_PARA FAZER:_
1 > No texto sobre a crítica da OAB-GO à proposta do prefeito de Goiânia, identifique tudo o que, segundo a nota da entidade, o diálogo institucional deve equilibrar.
2 > Escreva a continuação do texto sobre a crítica da OAB-GO à proposta do prefeito de Goiânia, começando logo após a última frase.

_TEXTO DADO:_
┄┄┄┄┄┄┄┄┄┄┄┄┄┄┄┄┄┄┄┄
Entidade afirma que o prefeito de Goiânia extrapola competências ao propor retorno de monitorados desempregados à prisão
A Ordem dos Advogados do Brasil – Seção Goiás (OAB-GO) classificou como “inconstitucional” e “ilegal” a proposta do prefeito de Goiânia, Sandro Mabel (União Brasil), de determinar o retorno à prisão de pessoas monitoradas por tornozeleira eletrônica que estejam desempregadas. A medida, anunciada em vídeo publicado nas redes sociais do gestor no último domingo (19/10), gerou forte repercussão e críticas de entidades jurídicas e de direitos humanos.
Em nota enviada ao portal Mais Goiás, o Fórum das Comissões Criminais da OAB-GO destacou que qualquer tentativa de interferência do Executivo Municipal em questões relativas à execução penal fere a Constituição Federal e a Lei de Execução Penal (LEP), que atribuem exclusivamente ao Poder Judiciário as decisões sobre progressão ou regressão de regime, concessão de benefícios e monitoramento de condenados.
“Interferência viola a separação dos Poderes”, afirma OAB-GO
De acordo com o comunicado, “a própria LEP estabelece regras claras sobre a monitoração eletrônica, sua fiscalização e hipóteses de revogação, prevendo consequências graduadas em caso de descumprimento, mediante decisão fundamentada do juiz competente”. A entidade frisou que a monitoração eletrônica é medida judicial, e não administrativa, e que qualquer sanção ao descumprimento deve seguir rito processual.
A OAB-GO também alertou que declarações como as do prefeito podem comprometer a segurança jurídica e o princípio da separação dos Poderes, ao transferir atribuições típicas do Judiciário para o Executivo. “O diálogo institucional, dentro dos limites legais, é o único caminho legítimo para equilibrar proteção social, garantias individuais e efetividade da execução penal”, diz outro trecho da nota.
┄┄┄┄┄┄┄┄┄┄┄┄┄┄┄┄┄┄┄┄
_TRECHOS DOS REGISTROS:_
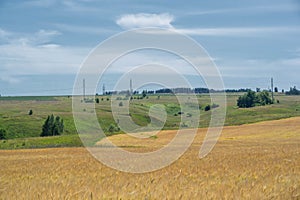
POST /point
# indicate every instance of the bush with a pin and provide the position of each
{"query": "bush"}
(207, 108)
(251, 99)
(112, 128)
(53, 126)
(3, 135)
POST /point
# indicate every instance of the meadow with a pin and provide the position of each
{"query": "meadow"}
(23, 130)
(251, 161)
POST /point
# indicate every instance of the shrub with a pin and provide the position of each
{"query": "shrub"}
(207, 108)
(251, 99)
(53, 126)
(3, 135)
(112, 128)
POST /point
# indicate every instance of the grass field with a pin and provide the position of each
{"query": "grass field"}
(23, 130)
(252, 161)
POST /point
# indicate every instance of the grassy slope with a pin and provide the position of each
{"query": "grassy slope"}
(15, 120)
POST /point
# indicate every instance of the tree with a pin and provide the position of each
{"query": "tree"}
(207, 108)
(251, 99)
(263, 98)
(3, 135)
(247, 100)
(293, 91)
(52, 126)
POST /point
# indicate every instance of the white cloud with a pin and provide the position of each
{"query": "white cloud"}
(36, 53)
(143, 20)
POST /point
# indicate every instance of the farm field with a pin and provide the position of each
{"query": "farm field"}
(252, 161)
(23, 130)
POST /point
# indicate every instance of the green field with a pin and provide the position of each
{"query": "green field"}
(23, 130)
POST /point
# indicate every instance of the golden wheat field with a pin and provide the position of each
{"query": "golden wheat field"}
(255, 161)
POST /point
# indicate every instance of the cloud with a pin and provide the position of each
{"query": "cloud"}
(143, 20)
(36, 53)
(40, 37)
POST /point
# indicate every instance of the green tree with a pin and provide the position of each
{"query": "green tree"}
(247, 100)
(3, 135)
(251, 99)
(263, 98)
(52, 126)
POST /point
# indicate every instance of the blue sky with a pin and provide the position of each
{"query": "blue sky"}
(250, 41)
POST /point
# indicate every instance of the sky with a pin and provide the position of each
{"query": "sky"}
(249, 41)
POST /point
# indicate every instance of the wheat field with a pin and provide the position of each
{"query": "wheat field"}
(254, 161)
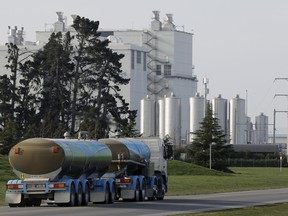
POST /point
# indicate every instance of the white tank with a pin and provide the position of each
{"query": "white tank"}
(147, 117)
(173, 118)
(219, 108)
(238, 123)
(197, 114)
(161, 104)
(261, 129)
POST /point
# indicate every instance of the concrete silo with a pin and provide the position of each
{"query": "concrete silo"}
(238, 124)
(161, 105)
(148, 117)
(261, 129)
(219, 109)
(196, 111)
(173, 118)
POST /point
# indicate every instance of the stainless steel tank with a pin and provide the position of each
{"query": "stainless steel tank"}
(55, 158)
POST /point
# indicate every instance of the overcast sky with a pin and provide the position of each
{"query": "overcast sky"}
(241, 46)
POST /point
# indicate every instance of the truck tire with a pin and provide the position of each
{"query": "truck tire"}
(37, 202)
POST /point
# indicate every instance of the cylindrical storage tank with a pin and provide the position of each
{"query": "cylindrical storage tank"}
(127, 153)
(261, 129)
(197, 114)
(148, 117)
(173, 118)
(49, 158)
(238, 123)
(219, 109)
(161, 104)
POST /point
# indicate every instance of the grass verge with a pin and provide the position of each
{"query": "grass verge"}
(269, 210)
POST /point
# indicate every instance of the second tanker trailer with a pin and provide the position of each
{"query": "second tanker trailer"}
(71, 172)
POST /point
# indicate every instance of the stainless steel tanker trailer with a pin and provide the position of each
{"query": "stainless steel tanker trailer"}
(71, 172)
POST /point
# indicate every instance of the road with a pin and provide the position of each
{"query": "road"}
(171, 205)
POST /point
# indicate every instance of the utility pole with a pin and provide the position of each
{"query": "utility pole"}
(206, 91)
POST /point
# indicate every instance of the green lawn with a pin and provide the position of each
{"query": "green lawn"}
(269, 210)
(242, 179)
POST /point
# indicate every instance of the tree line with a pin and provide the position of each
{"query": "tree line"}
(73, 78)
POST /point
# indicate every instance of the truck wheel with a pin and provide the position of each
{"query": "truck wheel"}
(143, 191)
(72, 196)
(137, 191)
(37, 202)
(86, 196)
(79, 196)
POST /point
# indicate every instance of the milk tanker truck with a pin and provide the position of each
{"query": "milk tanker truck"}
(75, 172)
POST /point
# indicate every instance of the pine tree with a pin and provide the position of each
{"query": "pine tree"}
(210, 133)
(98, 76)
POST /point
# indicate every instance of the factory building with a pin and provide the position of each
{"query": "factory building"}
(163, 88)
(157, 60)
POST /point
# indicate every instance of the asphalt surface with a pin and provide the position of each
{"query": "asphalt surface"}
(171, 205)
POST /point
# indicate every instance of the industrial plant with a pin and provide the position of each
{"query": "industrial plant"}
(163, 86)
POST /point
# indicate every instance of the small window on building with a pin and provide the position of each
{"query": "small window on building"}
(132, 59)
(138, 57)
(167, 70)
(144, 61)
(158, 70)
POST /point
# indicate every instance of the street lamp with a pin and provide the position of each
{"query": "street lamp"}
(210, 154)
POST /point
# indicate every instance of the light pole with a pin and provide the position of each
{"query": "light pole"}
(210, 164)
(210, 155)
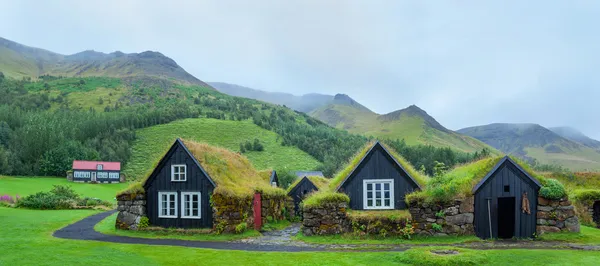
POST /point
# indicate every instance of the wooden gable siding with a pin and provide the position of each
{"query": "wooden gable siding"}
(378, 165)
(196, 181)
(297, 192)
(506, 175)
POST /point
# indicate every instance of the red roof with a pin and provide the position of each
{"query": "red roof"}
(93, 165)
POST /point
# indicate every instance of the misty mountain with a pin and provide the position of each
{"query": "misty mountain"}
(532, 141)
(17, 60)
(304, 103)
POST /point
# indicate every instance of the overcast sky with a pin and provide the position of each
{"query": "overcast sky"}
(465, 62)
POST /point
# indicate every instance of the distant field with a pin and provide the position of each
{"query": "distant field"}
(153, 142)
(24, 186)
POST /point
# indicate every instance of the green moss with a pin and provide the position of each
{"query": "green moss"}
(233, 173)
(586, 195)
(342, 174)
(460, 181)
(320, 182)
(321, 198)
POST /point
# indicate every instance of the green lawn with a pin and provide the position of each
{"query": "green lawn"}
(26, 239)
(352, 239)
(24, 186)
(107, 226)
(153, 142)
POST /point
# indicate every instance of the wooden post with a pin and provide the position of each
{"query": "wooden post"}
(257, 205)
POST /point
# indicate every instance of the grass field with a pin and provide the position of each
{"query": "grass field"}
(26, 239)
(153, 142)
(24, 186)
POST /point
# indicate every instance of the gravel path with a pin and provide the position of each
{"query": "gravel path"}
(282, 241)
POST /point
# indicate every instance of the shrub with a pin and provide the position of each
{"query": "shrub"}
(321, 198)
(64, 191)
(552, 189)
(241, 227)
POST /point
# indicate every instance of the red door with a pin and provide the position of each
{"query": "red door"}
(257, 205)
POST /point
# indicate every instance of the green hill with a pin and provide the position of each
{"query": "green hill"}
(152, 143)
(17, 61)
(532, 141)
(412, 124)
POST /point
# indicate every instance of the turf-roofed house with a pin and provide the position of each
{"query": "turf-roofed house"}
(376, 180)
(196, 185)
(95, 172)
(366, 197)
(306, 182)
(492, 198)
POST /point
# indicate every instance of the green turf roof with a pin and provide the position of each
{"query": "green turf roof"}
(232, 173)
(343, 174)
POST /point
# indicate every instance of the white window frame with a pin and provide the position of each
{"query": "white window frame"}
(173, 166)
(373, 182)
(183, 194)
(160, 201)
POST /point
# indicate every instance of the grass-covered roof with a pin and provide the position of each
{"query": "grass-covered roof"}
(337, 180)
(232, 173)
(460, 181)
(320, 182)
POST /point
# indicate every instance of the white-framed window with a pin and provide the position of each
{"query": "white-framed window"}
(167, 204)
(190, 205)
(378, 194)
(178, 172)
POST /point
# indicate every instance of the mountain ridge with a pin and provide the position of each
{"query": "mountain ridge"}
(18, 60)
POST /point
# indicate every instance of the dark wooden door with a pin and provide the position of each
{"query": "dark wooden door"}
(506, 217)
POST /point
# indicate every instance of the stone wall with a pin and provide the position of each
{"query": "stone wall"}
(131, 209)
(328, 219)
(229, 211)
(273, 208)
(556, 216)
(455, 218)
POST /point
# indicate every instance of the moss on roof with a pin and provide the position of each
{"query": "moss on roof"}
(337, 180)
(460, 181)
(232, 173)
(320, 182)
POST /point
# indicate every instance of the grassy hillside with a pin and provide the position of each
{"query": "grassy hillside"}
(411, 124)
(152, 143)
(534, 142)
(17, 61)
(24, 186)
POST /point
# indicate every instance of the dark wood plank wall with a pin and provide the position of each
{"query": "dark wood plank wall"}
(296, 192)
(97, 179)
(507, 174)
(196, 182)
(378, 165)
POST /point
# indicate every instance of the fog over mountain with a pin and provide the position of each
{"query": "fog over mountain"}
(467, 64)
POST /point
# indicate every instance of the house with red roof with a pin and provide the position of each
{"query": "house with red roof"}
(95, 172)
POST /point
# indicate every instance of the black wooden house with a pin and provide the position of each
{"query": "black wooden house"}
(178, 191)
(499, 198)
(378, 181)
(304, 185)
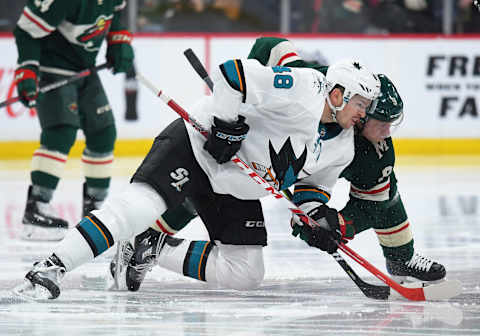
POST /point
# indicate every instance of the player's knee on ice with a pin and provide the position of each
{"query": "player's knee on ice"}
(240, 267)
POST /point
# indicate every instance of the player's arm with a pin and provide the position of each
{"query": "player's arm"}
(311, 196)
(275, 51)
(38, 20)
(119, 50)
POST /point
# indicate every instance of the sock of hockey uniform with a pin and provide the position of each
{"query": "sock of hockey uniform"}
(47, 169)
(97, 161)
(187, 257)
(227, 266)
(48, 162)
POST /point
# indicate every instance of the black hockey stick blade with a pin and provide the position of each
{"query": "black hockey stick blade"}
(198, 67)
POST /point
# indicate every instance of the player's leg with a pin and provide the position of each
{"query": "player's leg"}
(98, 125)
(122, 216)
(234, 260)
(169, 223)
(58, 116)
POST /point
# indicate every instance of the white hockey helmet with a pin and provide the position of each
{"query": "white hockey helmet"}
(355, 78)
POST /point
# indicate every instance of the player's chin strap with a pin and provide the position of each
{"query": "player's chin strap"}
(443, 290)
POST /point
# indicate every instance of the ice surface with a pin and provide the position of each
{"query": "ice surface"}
┄┄┄┄┄┄┄┄┄┄┄┄┄┄┄┄┄┄┄┄
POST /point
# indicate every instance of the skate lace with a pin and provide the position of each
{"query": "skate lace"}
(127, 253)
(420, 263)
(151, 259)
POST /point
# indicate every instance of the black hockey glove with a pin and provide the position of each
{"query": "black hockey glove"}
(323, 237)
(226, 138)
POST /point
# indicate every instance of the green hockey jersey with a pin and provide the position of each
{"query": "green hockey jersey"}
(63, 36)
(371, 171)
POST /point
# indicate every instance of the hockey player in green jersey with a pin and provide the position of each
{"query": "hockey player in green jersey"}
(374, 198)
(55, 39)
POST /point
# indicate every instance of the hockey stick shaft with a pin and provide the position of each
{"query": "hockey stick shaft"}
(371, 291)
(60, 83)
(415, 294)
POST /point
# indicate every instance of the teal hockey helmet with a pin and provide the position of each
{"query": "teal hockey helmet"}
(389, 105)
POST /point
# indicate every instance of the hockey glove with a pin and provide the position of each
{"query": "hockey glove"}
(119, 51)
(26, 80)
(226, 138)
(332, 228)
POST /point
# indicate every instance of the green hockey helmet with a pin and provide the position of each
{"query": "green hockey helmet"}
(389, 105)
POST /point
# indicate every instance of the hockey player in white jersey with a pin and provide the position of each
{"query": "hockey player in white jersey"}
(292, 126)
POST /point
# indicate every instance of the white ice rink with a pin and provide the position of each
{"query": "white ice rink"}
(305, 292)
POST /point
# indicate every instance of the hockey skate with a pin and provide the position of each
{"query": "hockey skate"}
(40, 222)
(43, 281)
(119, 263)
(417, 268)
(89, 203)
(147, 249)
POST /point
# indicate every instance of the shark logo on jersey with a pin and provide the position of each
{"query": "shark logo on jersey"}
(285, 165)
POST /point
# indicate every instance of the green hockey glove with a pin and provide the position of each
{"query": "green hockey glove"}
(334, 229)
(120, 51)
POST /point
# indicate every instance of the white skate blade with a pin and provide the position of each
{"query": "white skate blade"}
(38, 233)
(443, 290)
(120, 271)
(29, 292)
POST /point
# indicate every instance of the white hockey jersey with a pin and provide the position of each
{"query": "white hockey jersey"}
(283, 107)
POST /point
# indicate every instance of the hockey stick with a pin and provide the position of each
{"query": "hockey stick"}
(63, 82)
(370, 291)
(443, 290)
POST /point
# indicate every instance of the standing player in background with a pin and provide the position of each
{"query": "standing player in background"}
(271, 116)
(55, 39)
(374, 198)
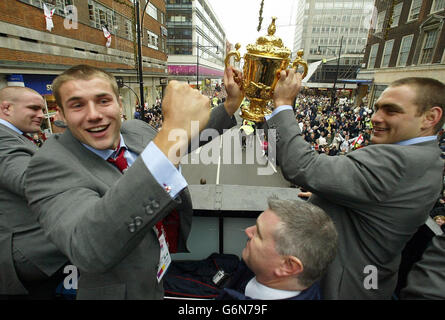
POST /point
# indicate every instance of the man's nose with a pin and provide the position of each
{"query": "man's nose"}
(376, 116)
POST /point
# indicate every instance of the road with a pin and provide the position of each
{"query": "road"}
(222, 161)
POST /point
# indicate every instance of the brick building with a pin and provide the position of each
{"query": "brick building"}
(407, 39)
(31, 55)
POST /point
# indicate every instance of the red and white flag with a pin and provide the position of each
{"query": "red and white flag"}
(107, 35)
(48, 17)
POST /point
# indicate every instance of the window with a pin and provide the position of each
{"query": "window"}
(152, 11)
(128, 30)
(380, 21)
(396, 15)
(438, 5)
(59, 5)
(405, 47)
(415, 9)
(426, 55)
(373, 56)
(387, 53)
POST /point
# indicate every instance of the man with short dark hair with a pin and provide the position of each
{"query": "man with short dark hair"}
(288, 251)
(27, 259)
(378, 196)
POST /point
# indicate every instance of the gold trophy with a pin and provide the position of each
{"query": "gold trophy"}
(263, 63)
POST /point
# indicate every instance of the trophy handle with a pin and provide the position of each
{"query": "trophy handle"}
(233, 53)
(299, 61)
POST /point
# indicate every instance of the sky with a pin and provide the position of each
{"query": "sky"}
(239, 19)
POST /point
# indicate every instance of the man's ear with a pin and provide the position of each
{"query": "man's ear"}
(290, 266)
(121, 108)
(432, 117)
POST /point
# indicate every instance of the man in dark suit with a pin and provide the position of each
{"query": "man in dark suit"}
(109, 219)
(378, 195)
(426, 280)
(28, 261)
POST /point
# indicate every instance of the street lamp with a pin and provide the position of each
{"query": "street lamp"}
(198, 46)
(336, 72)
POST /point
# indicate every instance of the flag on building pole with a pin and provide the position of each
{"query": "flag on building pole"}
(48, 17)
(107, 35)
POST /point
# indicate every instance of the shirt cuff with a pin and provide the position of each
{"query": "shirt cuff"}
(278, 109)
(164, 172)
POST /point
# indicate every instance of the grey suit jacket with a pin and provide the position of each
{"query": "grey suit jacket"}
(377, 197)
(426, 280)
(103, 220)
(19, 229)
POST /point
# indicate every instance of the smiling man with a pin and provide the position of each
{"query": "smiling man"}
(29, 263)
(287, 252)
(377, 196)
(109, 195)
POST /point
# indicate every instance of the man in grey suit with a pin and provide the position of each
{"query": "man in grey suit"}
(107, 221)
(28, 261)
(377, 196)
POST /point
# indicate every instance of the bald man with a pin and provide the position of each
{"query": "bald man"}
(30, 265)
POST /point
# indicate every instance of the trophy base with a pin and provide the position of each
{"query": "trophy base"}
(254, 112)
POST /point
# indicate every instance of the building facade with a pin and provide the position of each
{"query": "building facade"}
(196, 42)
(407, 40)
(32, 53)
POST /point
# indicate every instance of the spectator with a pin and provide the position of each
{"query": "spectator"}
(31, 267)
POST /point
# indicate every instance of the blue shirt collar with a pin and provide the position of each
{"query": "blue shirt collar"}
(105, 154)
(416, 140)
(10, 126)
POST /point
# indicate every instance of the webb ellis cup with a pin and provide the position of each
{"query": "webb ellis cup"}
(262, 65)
┄┄┄┄┄┄┄┄┄┄┄┄┄┄┄┄┄┄┄┄
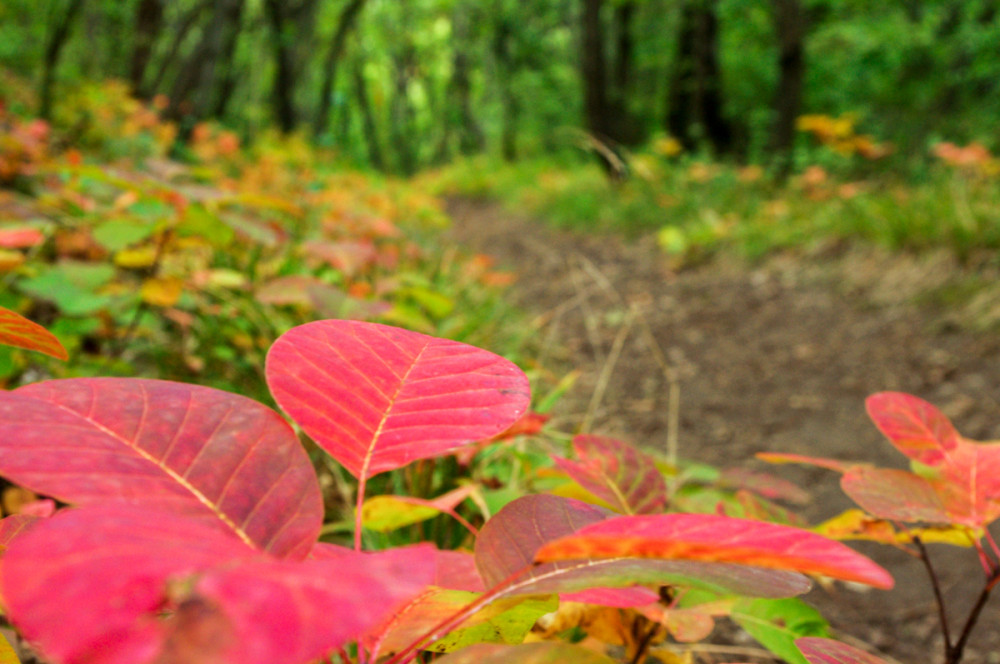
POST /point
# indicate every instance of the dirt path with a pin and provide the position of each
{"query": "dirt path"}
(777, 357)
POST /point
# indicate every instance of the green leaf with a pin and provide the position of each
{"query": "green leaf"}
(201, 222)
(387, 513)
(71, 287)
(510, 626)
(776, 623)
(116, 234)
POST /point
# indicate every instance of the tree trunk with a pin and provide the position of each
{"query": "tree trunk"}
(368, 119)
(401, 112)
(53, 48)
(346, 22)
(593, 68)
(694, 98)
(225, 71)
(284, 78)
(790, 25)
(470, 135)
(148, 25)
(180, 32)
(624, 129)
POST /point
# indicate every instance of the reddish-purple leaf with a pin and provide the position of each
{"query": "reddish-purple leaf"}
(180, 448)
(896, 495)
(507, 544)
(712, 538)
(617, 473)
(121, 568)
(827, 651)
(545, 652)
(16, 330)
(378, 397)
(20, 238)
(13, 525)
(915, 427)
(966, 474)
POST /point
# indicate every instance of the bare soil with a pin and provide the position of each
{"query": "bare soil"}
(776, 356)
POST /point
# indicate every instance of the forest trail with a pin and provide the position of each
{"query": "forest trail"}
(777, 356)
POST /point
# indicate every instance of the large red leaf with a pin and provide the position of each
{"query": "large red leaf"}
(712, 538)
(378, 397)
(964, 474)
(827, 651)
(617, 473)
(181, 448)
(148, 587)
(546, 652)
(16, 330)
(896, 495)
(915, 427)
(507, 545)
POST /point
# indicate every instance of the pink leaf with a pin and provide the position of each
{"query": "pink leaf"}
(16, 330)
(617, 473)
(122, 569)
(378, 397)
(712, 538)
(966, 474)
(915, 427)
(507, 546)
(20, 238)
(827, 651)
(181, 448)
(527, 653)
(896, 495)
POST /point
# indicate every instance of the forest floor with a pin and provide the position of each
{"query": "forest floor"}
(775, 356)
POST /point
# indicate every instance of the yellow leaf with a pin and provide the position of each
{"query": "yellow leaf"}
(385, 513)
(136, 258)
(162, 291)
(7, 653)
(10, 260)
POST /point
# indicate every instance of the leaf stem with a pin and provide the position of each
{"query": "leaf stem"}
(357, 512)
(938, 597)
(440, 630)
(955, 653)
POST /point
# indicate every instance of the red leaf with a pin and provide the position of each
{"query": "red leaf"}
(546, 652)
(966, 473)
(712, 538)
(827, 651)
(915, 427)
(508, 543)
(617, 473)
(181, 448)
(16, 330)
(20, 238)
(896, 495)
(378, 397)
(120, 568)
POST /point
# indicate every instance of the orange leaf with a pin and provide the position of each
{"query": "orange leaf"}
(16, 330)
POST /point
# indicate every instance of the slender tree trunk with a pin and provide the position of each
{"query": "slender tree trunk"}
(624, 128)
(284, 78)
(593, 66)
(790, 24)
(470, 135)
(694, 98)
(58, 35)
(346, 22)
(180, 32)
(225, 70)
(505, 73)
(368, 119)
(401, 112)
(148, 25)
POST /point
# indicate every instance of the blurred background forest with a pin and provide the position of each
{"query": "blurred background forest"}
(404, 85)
┄┄┄┄┄┄┄┄┄┄┄┄┄┄┄┄┄┄┄┄
_RESPOSTAS:_
1 > Proteção social, garantias individuais e efetividade da execução penal.

2 >
Mabel recua, mas reforça “ordem na cidade”
Após a polêmica, Sandro Mabel suavizou o discurso nesta quarta-feira (22/10), afirmando que a Prefeitura de Goiânia pretende apenas “ajudar na fiscalização” de pessoas monitoradas, em parceria com a Polícia Penal de Goiás. Sem mencionar novamente o vínculo entre desemprego e prisão, o prefeito disse que o objetivo é garantir o cumprimento das regras judiciais.
“Temos a obrigação de manter a cidade em ordem. A Polícia Penal tem a obrigação de controlar a execução da pena. Nós estamos nos juntando à Polícia Penal e verificando as pessoas que estão fora do que a pena determina. Ter tornozeleira não quer dizer que pode ficar passeando pela cidade dia e noite”, afirmou Mabel.
O prefeito criticou ainda o comportamento de alguns monitorados que frequentam bares e locais públicos durante a noite. “Não é porque a pessoa está de tornozeleira que deve achar que a cidade é um parque de diversões. Aqui não é lugar de confusão. Vamos manter a ordem”, declarou.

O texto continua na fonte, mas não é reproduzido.